#### YOUR TASK:
Below are some records. Count the lines with "dappled" in them and give nothing but the total.

Data excerpts:
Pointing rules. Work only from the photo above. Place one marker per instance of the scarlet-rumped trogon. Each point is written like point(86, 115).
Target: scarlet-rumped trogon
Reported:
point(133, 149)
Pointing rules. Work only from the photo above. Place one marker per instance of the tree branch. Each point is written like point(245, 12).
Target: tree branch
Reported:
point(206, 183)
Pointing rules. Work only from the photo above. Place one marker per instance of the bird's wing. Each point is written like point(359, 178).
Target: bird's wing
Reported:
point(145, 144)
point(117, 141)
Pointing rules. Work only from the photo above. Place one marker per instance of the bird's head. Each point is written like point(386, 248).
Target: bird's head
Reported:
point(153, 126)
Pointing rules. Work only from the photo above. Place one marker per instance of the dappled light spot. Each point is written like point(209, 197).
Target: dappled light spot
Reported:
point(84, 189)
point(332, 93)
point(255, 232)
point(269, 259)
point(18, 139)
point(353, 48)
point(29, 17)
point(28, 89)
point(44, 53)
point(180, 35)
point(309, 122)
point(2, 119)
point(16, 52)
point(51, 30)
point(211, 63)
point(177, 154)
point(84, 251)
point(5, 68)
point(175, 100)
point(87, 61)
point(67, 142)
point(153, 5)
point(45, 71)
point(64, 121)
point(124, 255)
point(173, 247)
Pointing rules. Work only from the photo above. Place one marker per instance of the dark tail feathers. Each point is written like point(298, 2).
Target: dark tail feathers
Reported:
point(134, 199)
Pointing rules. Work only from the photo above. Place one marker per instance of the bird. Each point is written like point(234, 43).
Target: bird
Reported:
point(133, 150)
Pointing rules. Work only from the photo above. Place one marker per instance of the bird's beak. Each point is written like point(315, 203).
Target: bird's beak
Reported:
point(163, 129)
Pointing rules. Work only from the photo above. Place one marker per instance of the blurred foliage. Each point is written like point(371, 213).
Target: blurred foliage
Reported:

#### EXERCISE RESULT:
2